━━━━━ PASSAGE DU TEXTE
13/05/2014
Ca aurait pu
C’est moi sur la photo, au second rang, derrière le garçon qui se retourne pour bavarder avec son copain. On me reconnait mal, il est vrai, on peut même dire qu’on ne me voit pas du tout, ce qui serait plus proche de la vérité. D’ailleurs, je ne crois pas du tout que ce soit moi. Mais ça aurait pu !
Même classe, mêmes pupitres en bois à deux places avec un casier sous la table pour y ranger nos livres ou cahiers. En regardant bien, on aperçoit l’encrier en faïence blanche, en haut et à droite de la rainure taillée dans le bois du pupitre, où l’on plaçait ses crayons ou porte-plume quand on n’en avait plus besoin.
━━━━━━━━━━
*CONSIGNE DÉTAILLÉE*:
Réécrivez le passage du texte sur la photo de classe allant de « Même classe, mêmes » jusqu'à « avait plus besoin. », en remplaçant « crayons » par « stylos ». Appuyez-vous uniquement sur le texte.
━━━━━ DONNÉES BRUTES
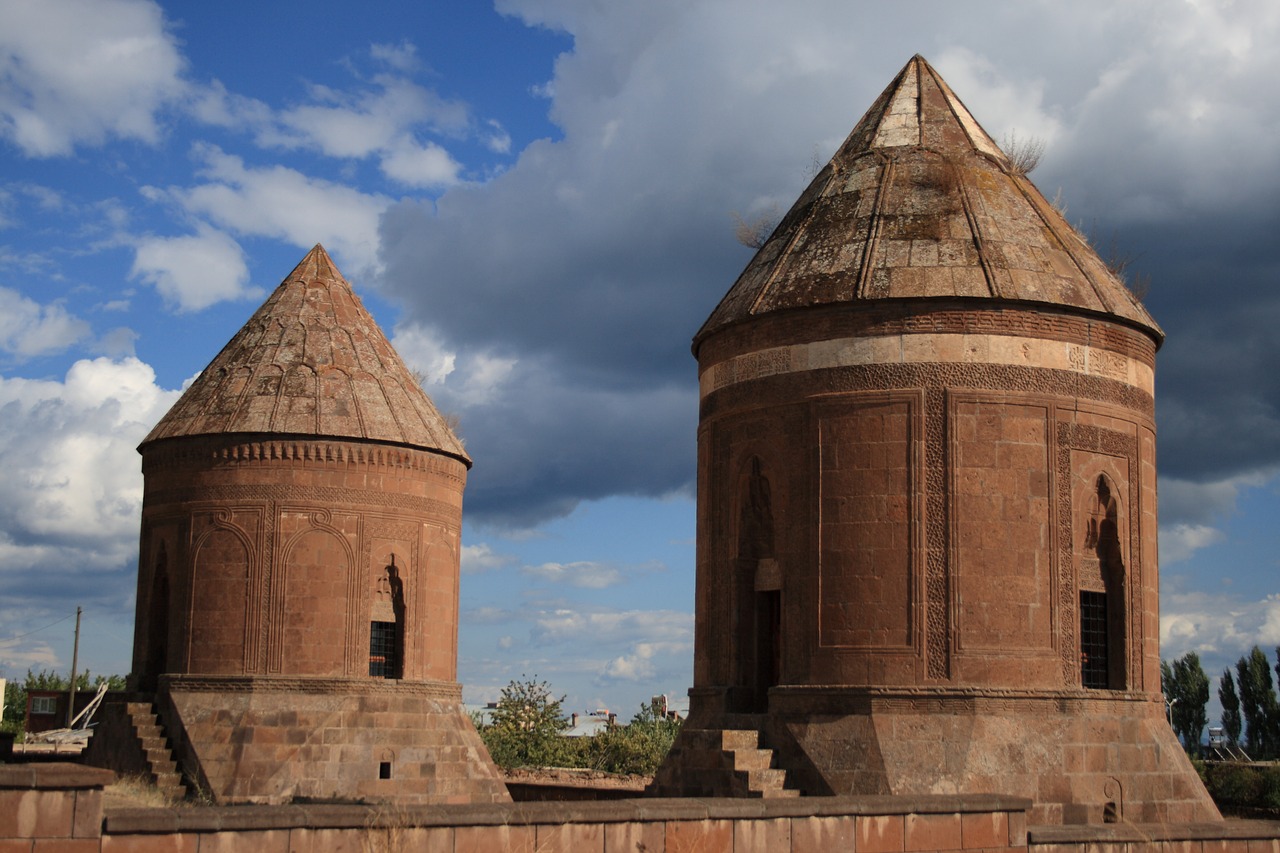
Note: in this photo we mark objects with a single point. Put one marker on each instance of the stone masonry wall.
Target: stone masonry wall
(59, 808)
━━━━━━━━━━
*RÉPONSE EN DESSOUS*:
Même classe, mêmes pupitres en bois à deux places avec un casier sous la table pour y ranger nos livres ou cahiers. En regardant bien, on aperçoit l’encrier en faïence blanche, en haut et à droite de la rainure taillée dans le bois du pupitre, où l’on plaçait ses stylos ou porte-plume quand on n’en avait plus besoin.